_RECORDS FOR THIS EXERCISE_.
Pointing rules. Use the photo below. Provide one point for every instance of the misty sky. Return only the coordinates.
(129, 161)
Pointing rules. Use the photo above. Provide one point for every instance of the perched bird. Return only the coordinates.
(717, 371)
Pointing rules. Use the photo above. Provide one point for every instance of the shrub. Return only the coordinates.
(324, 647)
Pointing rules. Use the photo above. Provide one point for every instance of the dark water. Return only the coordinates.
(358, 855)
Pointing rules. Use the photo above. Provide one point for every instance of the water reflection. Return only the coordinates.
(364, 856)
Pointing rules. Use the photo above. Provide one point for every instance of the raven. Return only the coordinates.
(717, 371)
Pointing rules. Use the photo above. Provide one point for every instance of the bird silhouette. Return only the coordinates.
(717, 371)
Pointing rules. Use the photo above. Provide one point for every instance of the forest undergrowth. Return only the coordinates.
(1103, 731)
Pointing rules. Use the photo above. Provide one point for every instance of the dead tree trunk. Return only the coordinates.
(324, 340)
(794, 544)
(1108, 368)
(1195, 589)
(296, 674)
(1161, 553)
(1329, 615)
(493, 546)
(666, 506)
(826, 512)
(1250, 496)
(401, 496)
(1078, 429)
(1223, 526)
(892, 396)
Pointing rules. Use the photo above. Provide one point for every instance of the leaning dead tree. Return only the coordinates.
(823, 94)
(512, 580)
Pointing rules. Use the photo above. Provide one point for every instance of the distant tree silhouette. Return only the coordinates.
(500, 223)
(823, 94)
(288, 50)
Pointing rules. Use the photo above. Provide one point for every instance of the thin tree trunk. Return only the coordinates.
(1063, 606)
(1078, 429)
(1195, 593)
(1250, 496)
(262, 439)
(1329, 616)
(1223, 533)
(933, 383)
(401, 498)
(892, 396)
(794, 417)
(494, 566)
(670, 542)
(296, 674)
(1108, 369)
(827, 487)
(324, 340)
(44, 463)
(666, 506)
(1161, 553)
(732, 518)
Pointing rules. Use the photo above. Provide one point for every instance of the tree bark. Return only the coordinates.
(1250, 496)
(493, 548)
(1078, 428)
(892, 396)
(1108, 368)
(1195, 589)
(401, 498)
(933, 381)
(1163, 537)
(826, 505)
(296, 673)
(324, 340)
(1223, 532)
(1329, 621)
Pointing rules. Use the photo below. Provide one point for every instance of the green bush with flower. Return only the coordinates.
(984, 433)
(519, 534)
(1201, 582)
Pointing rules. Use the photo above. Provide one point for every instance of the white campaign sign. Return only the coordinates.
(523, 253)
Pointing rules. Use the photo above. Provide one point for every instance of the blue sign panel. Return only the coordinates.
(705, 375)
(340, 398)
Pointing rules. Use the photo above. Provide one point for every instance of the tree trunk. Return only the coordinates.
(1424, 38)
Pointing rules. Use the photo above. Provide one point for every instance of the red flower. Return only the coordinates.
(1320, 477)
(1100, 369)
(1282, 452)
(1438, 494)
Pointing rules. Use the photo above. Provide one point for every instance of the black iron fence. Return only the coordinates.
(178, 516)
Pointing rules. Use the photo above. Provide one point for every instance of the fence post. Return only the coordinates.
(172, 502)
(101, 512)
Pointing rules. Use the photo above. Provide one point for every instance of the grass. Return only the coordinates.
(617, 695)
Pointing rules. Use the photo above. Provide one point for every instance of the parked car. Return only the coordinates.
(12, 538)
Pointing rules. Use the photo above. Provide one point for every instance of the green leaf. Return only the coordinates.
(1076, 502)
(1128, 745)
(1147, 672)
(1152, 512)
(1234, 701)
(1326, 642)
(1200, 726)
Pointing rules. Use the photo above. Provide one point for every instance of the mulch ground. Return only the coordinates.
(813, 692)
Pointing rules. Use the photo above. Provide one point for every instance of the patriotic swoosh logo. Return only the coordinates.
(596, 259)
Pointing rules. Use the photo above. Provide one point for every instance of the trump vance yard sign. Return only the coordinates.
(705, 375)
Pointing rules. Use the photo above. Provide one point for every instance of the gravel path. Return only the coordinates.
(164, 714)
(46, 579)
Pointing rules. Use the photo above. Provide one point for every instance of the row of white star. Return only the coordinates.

_STATED TASK_. Reproduce every one of the records above word for word, with no changes.

_EXERCISE OUTPUT_.
Pointing rules. Use the photo below. Provide one point for every instance of the misty sky. Return only the coordinates.
(129, 161)
Pointing rules. Use the photo above. Provide one point for every instance of the perched bird. Return only the coordinates.
(717, 371)
Pointing rules. Use the photo above. Provide one point for every instance of the shrub. Return only the coordinates.
(324, 647)
Pointing rules. Use the photo above. Provide one point for every instance of the dark water. Return only the coordinates.
(358, 855)
Pointing rules. Use the photo above. Provide one point for every instance of the water reflection. Return only the coordinates.
(364, 856)
Pointing rules. Use the photo above. Provide one point for every instance of the raven. Return only the coordinates.
(717, 371)
Pointing rules. Use the photo above. Provide one point for every instance of the bird silhouette. Return only the coordinates.
(717, 371)
Pointing rules. Use the photo above. Provide one point for every instance of the forest undergrowth. Return only the coordinates.
(1103, 731)
Pointing rules. Use the photo above. Provide one point for every instance of the dead tree trunk. Return only the coordinates.
(324, 340)
(794, 544)
(1108, 368)
(1195, 589)
(296, 674)
(1161, 553)
(1329, 615)
(493, 546)
(666, 506)
(826, 512)
(1250, 496)
(401, 496)
(1078, 429)
(1223, 526)
(892, 396)
Pointing rules. Use the photo above. Provide one point for every instance of the leaning dead tree. Return only the coordinates.
(823, 94)
(512, 580)
Pointing rules. Use the photo above. Provide one point for every instance of the distant tree silhouette. Return only the coordinates.
(500, 223)
(823, 94)
(288, 50)
Pointing rules. Use the photo above. Provide one point for every instance of the thin tree trunk. Return only the coordinates.
(1063, 606)
(1078, 429)
(1195, 593)
(1250, 496)
(262, 439)
(1329, 616)
(1223, 533)
(933, 383)
(401, 498)
(892, 396)
(794, 417)
(494, 566)
(670, 542)
(296, 674)
(1108, 369)
(827, 487)
(324, 340)
(44, 463)
(666, 506)
(1161, 553)
(732, 518)
Pointing rules. Use the photo above. Provide one point for every instance of the tree bark. Return only the coordinates.
(1250, 496)
(493, 548)
(1078, 428)
(892, 396)
(1108, 368)
(1195, 589)
(401, 498)
(933, 381)
(1163, 537)
(826, 505)
(296, 673)
(324, 340)
(1223, 532)
(1329, 621)
Pointing rules. Use the photo below. Provide one point for every instance of the green bush with flower. Return only the coordinates.
(984, 433)
(519, 534)
(1201, 582)
Pointing rules. Use the photo above. Provide one point for every instance of the white campaign sign. Return only the coordinates.
(523, 253)
Pointing rules. Use the photo above. Provide one point for every instance of the blue sign panel. Return only the coordinates.
(705, 375)
(340, 398)
Pointing rules. Use the photo above. Provide one point for every instance of the tree trunk. Return only the coordinates.
(1424, 38)
Pointing rules. Use the photo above. Provide one point for every instance of the red flower. Return only the coordinates.
(1320, 477)
(1100, 369)
(1282, 452)
(1438, 494)
Pointing rules. Use the photo above. Provide one point for every instance of the black iron fence. Return only the coordinates.
(178, 516)
Pointing rules. Use the photo above. Provide one point for every instance of the fence post. Return only the coordinates.
(172, 502)
(101, 512)
Pointing rules. Use the photo above. Provide one point for every instance of the grass. Return only the coordinates.
(617, 695)
Pointing rules. Use the photo above. Provide one point for every instance of the parked car. Return only the coordinates.
(12, 538)
Pointing rules. Use the photo above. Provide one point for every instance of the green leaf. Return only the coordinates.
(1076, 502)
(1128, 745)
(1147, 672)
(1152, 512)
(1234, 701)
(1326, 642)
(1200, 726)
Pointing rules. Use the photo above. Provide one point for every instance of the mulch ground. Return only the coordinates.
(813, 692)
Pointing rules. Use the photo above. Provide one point for every instance of the patriotic swoosh logo. Return only the coordinates.
(596, 259)
Pointing rules. Use the photo above. Provide one point for every instance of the trump vance yard sign. Return only the coordinates.
(705, 375)
Pointing rules. Use the photo above. Provide one point for every instance of the gravel path. Return only the coordinates.
(164, 714)
(46, 579)
Pointing rules. Use the photo above. Provide one point for every instance of the row of white star. Return only the coordinates.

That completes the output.